| Required task |
Write the listing below out again exactly, dropping the images.

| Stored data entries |
■ ■ ■ ■
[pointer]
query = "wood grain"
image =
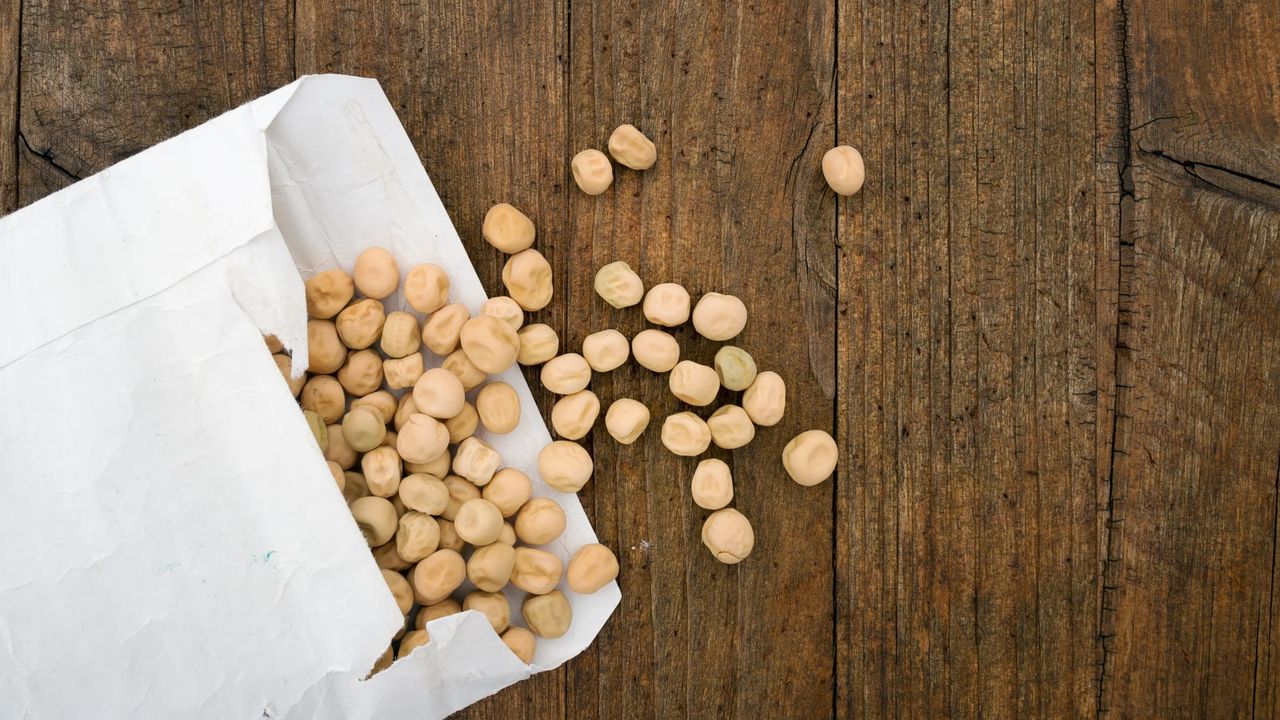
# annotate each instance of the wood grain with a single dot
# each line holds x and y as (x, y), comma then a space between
(1046, 335)
(739, 100)
(1198, 461)
(10, 23)
(968, 548)
(101, 81)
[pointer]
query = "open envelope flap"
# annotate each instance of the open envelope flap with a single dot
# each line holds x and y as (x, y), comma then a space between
(172, 543)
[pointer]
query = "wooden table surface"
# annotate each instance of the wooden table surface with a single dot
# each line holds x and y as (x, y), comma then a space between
(1046, 335)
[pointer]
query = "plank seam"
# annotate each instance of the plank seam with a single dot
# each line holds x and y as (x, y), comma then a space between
(1111, 568)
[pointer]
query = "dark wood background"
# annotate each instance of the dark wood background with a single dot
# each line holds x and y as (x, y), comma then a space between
(1046, 335)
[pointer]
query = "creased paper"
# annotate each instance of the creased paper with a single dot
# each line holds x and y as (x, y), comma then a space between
(172, 543)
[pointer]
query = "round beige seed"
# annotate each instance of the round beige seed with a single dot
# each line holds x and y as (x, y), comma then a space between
(401, 591)
(731, 427)
(464, 369)
(566, 465)
(766, 400)
(510, 488)
(464, 424)
(440, 331)
(727, 533)
(284, 364)
(506, 310)
(606, 350)
(476, 460)
(338, 450)
(626, 419)
(685, 434)
(538, 343)
(449, 540)
(528, 278)
(667, 304)
(810, 458)
(375, 518)
(421, 440)
(592, 172)
(498, 406)
(402, 372)
(656, 350)
(566, 374)
(592, 568)
(507, 228)
(844, 169)
(618, 285)
(401, 335)
(490, 343)
(735, 367)
(489, 566)
(364, 429)
(548, 615)
(437, 577)
(574, 414)
(437, 468)
(694, 383)
(382, 470)
(493, 605)
(328, 294)
(424, 493)
(416, 536)
(713, 484)
(375, 274)
(325, 352)
(360, 323)
(539, 522)
(439, 393)
(720, 317)
(426, 287)
(324, 396)
(521, 643)
(461, 491)
(362, 373)
(382, 401)
(535, 570)
(479, 522)
(632, 149)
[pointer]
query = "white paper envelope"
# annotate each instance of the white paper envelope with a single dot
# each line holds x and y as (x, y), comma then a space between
(172, 543)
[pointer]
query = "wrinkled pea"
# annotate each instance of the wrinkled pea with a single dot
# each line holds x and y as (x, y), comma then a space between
(618, 285)
(548, 615)
(626, 419)
(735, 367)
(376, 273)
(574, 415)
(535, 570)
(565, 465)
(685, 434)
(538, 343)
(539, 522)
(440, 331)
(810, 458)
(592, 568)
(731, 427)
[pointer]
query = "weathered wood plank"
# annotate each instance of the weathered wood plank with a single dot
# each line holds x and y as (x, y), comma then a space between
(1197, 461)
(101, 81)
(970, 361)
(480, 90)
(10, 21)
(739, 99)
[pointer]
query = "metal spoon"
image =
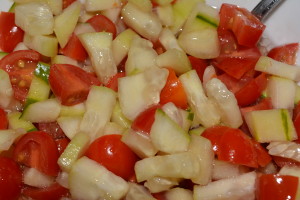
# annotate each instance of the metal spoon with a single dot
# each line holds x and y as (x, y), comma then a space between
(264, 8)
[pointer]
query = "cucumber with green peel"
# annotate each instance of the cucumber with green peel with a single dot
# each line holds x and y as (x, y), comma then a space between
(278, 127)
(147, 24)
(99, 48)
(205, 110)
(69, 124)
(179, 165)
(75, 110)
(175, 59)
(15, 122)
(226, 102)
(99, 108)
(273, 67)
(6, 90)
(47, 45)
(121, 45)
(42, 111)
(139, 143)
(90, 180)
(8, 137)
(282, 92)
(64, 23)
(75, 149)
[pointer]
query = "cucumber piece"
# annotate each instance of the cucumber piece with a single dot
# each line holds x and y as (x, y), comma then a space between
(73, 151)
(60, 59)
(167, 136)
(119, 118)
(75, 110)
(99, 48)
(168, 40)
(88, 180)
(182, 9)
(160, 184)
(141, 56)
(99, 107)
(6, 90)
(147, 24)
(165, 14)
(202, 44)
(121, 45)
(69, 124)
(241, 187)
(7, 138)
(144, 5)
(147, 87)
(203, 150)
(282, 92)
(273, 67)
(39, 91)
(42, 111)
(205, 110)
(226, 102)
(2, 54)
(15, 122)
(99, 5)
(64, 24)
(179, 165)
(138, 192)
(47, 45)
(139, 143)
(179, 194)
(35, 18)
(278, 127)
(175, 59)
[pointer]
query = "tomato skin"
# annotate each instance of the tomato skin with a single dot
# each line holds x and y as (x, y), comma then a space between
(3, 120)
(20, 77)
(101, 23)
(173, 91)
(233, 145)
(285, 53)
(10, 179)
(37, 149)
(53, 192)
(143, 122)
(113, 82)
(112, 153)
(74, 49)
(10, 34)
(70, 84)
(237, 63)
(199, 65)
(277, 187)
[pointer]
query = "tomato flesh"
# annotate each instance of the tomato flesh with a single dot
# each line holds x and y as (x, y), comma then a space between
(70, 84)
(38, 150)
(277, 187)
(10, 34)
(10, 179)
(112, 153)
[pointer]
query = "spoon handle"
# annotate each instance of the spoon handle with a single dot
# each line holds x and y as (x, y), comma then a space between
(265, 7)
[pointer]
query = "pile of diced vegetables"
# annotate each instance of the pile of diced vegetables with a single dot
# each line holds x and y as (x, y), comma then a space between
(145, 99)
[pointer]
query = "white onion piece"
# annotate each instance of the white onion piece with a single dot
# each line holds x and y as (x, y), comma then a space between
(285, 149)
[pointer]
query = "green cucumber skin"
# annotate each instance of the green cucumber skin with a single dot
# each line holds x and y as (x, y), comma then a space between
(42, 71)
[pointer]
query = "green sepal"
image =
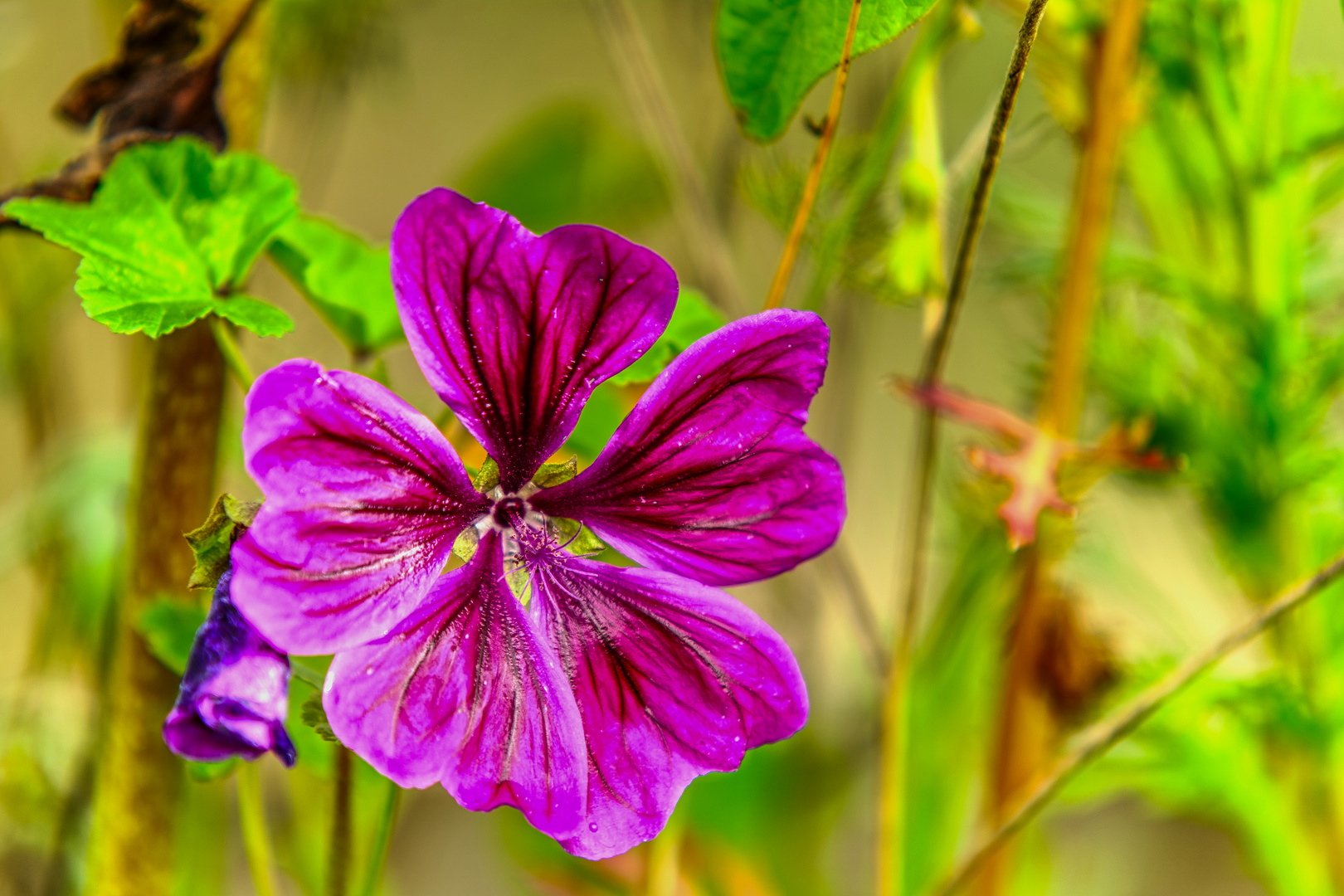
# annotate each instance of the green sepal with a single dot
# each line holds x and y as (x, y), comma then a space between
(346, 278)
(772, 52)
(205, 772)
(693, 319)
(212, 540)
(168, 626)
(169, 236)
(552, 475)
(314, 716)
(488, 476)
(576, 538)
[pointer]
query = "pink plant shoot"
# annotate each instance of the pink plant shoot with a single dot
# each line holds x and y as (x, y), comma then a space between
(593, 694)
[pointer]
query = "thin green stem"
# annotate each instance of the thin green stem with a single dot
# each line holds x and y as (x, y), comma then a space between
(1097, 740)
(251, 816)
(233, 353)
(891, 796)
(819, 163)
(382, 840)
(338, 857)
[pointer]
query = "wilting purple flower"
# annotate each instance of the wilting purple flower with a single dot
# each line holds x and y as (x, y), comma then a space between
(236, 694)
(594, 698)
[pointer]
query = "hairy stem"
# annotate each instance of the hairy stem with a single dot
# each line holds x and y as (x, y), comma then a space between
(1097, 740)
(338, 857)
(819, 163)
(231, 353)
(139, 782)
(1030, 726)
(251, 816)
(652, 104)
(382, 840)
(893, 757)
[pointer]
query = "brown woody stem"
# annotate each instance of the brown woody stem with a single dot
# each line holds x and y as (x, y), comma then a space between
(819, 163)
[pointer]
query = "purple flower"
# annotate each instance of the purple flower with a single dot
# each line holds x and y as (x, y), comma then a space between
(592, 698)
(236, 694)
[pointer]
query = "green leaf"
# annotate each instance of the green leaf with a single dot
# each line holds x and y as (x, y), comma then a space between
(212, 539)
(693, 319)
(168, 626)
(773, 51)
(567, 163)
(169, 236)
(347, 280)
(314, 716)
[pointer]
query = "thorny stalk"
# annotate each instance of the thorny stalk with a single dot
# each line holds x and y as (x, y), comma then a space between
(251, 817)
(819, 163)
(1097, 740)
(893, 758)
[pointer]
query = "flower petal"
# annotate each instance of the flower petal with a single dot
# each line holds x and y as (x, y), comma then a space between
(711, 475)
(236, 694)
(514, 329)
(466, 692)
(674, 679)
(363, 501)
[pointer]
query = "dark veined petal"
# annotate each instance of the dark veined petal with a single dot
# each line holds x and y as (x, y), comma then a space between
(363, 501)
(672, 679)
(466, 692)
(711, 475)
(514, 329)
(236, 694)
■ ■ ■ ■
| Task result |
[pointer]
query = "wood grain"
image =
# annotate each instance of the wood grain with a single dot
# each line holds x and y as (x, y), comma then a space between
(1046, 335)
(739, 100)
(1198, 461)
(10, 23)
(968, 548)
(101, 81)
[pointer]
query = "open envelope flap"
# annotate each instance of the open envelope flap with a single dot
# each line holds x and y as (x, y), comma then a space between
(172, 543)
[pointer]
query = "wooden table surface"
# annotate each instance of the wooden table surface with a single dot
# each line holds x and y as (x, y), comma then a space between
(1046, 335)
[pointer]
query = "plank seam"
# annotate each instance of the plank seam with a single dot
# each line holds x and y as (x, y), comma then a space between
(1111, 568)
[pointer]
query = "dark wood background"
# annotate each instance of the dark wood background with a single dot
# each line holds x and y as (x, y), comma then a space between
(1046, 335)
[pointer]
query = "creased paper"
# annotate each instance of the creased paper with a single dot
# each line holds x and y as (x, y), comma then a space between
(172, 543)
[pointer]
query = "round beige seed"
# annotate each instance of the round beige seed with a single dot
# each line holds x and y as (x, y), comma then a space between
(401, 591)
(731, 427)
(464, 369)
(566, 465)
(766, 400)
(510, 488)
(464, 424)
(440, 331)
(727, 533)
(284, 364)
(506, 310)
(606, 350)
(476, 460)
(338, 450)
(626, 419)
(685, 434)
(538, 343)
(449, 540)
(528, 278)
(667, 304)
(810, 458)
(375, 518)
(421, 440)
(592, 172)
(498, 406)
(402, 372)
(656, 350)
(566, 374)
(592, 568)
(507, 228)
(844, 169)
(618, 285)
(401, 335)
(490, 343)
(735, 367)
(489, 566)
(364, 429)
(548, 615)
(437, 577)
(574, 414)
(437, 468)
(694, 383)
(382, 470)
(493, 605)
(328, 294)
(424, 493)
(416, 536)
(713, 484)
(375, 274)
(325, 352)
(360, 323)
(539, 522)
(439, 393)
(720, 317)
(426, 287)
(324, 396)
(521, 643)
(461, 491)
(362, 373)
(382, 401)
(535, 570)
(479, 522)
(632, 149)
[pointer]
query = "white paper envelope"
# annotate each instance of the white paper envelope with a single dot
# each line holds x and y as (x, y), comma then a space between
(172, 543)
[pointer]
query = "wrinkled pea"
# annotate each instance of the wrinkled pea with a single dot
# each line holds x and y as (x, y), comma then a space between
(618, 285)
(548, 615)
(626, 419)
(735, 367)
(376, 273)
(574, 415)
(535, 570)
(565, 465)
(685, 434)
(538, 343)
(539, 522)
(440, 331)
(810, 458)
(592, 568)
(731, 427)
[pointer]
query = "weathered wood plank"
# annotate each instance of the weathered wood plank with a single dot
# each line holds x and y as (x, y), comma then a space between
(1197, 461)
(101, 81)
(970, 361)
(480, 90)
(10, 21)
(739, 99)
[pointer]
query = "metal spoon"
image =
# annotate each instance of the metal spoon with a single dot
# each line holds x and y as (x, y), comma then a space between
(264, 8)
[pointer]
query = "cucumber with green peel"
# annotate each instance of the cucumber with green peel with a single dot
# each line holds x and y as (x, y), comma then a space between
(278, 127)
(147, 24)
(99, 48)
(205, 110)
(69, 124)
(179, 165)
(75, 110)
(175, 59)
(15, 122)
(226, 102)
(99, 108)
(273, 67)
(6, 90)
(47, 45)
(121, 45)
(42, 111)
(139, 143)
(90, 180)
(8, 137)
(282, 92)
(64, 23)
(75, 149)
[pointer]
query = "cucumber piece"
# annotate each instance of the cucumber piece with a single dot
# each line holds x and y as (x, y), comma then a space between
(73, 151)
(60, 59)
(167, 136)
(119, 118)
(75, 110)
(99, 48)
(168, 40)
(88, 180)
(182, 9)
(160, 184)
(141, 56)
(99, 107)
(6, 90)
(147, 24)
(165, 14)
(202, 44)
(121, 45)
(69, 124)
(241, 187)
(7, 138)
(144, 5)
(147, 87)
(203, 150)
(282, 92)
(273, 67)
(39, 91)
(42, 111)
(205, 110)
(226, 102)
(2, 54)
(15, 122)
(99, 5)
(64, 24)
(179, 165)
(138, 192)
(47, 45)
(139, 143)
(179, 194)
(35, 18)
(278, 127)
(175, 59)
[pointer]
query = "tomato skin"
# annotate each instance of the tomato skin with a single dot
# each line holds x and y as (x, y), comma then a space between
(3, 120)
(20, 77)
(101, 23)
(173, 91)
(233, 145)
(285, 53)
(10, 179)
(37, 149)
(53, 192)
(143, 122)
(113, 82)
(112, 153)
(74, 49)
(10, 34)
(70, 84)
(237, 63)
(199, 65)
(277, 187)
[pointer]
query = "tomato flesh"
# annotate each instance of the tomato flesh with a single dot
# each line holds x and y as (x, y), comma then a space between
(70, 84)
(38, 150)
(277, 187)
(10, 34)
(10, 179)
(112, 153)
[pointer]
query = "spoon handle"
# annotate each instance of the spoon handle with a single dot
# each line holds x and y as (x, y), comma then a space between
(265, 7)
[pointer]
query = "pile of diced vegetables"
# annotate each instance of the pile of diced vegetables with a single dot
# each line holds x and y as (x, y), comma then a space between
(145, 99)
[pointer]
query = "white onion piece"
# annotate each instance of the white onion piece with a single dot
# each line holds x and y as (x, y), comma then a space between
(285, 149)
[pointer]
query = "green cucumber skin"
# annotate each instance of the green cucumber skin with a single dot
# each line holds x and y as (x, y), comma then a space between
(42, 71)
[pointer]
query = "green sepal"
image =
# annotate each instance of the green sepal with a single dot
# each line holds x and y as (x, y), comma then a space between
(346, 278)
(772, 52)
(205, 772)
(693, 319)
(212, 540)
(168, 626)
(169, 236)
(552, 475)
(314, 716)
(488, 476)
(576, 538)
[pointer]
query = "pink plant shoot"
# annotate each instance of the pink plant shoot with a single dot
# each line holds x and y as (x, y), comma then a space between
(593, 694)
[pointer]
query = "thin green stem"
# annotate each instance of the thin green stem with a single dot
# each line holds x and y as (x, y), comma then a space between
(1097, 740)
(251, 816)
(233, 353)
(891, 796)
(819, 163)
(382, 840)
(338, 857)
[pointer]
query = "wilting purple flower"
# annotate each instance of the wilting purple flower with a single dot
# each line holds x and y as (x, y), comma then a space between
(236, 694)
(594, 698)
[pointer]
query = "hairy stem"
# annotate each instance of the hairy stem with a single dot
# each line holds x and y as (x, y), comma then a space between
(1097, 740)
(338, 857)
(819, 163)
(231, 353)
(139, 782)
(1030, 726)
(251, 816)
(652, 104)
(382, 840)
(893, 757)
[pointer]
query = "brown woody stem"
# annotate each instance of the brown woody stem with a single dot
# each line holds x and y as (x, y), comma then a space between
(819, 163)
[pointer]
query = "purple flower"
# annotate each instance of the purple flower with a single dot
# each line holds x and y as (x, y), comma then a space between
(592, 698)
(236, 694)
[pointer]
query = "green leaf"
# annotate each instance of the green leaf with a single dot
# each line holds x and y as (x, y), comma then a space between
(212, 539)
(693, 319)
(168, 626)
(773, 51)
(567, 163)
(169, 236)
(347, 280)
(314, 716)
[pointer]
query = "thorny stalk"
# annotate each instance of the thorny stalk with a single dot
# each line holds x and y as (x, y), comma then a space between
(251, 817)
(819, 163)
(1097, 740)
(893, 758)
[pointer]
query = "flower petal"
# annotate each instance of the flower petal with a single dot
# each line holds x and y as (x, y), comma then a space between
(711, 475)
(236, 694)
(514, 329)
(466, 692)
(674, 679)
(363, 501)
[pointer]
query = "dark veined petal"
# annotate each instance of the dark veined petal with a single dot
# each line holds x and y as (x, y), comma then a space between
(363, 501)
(672, 679)
(466, 692)
(711, 475)
(514, 329)
(236, 694)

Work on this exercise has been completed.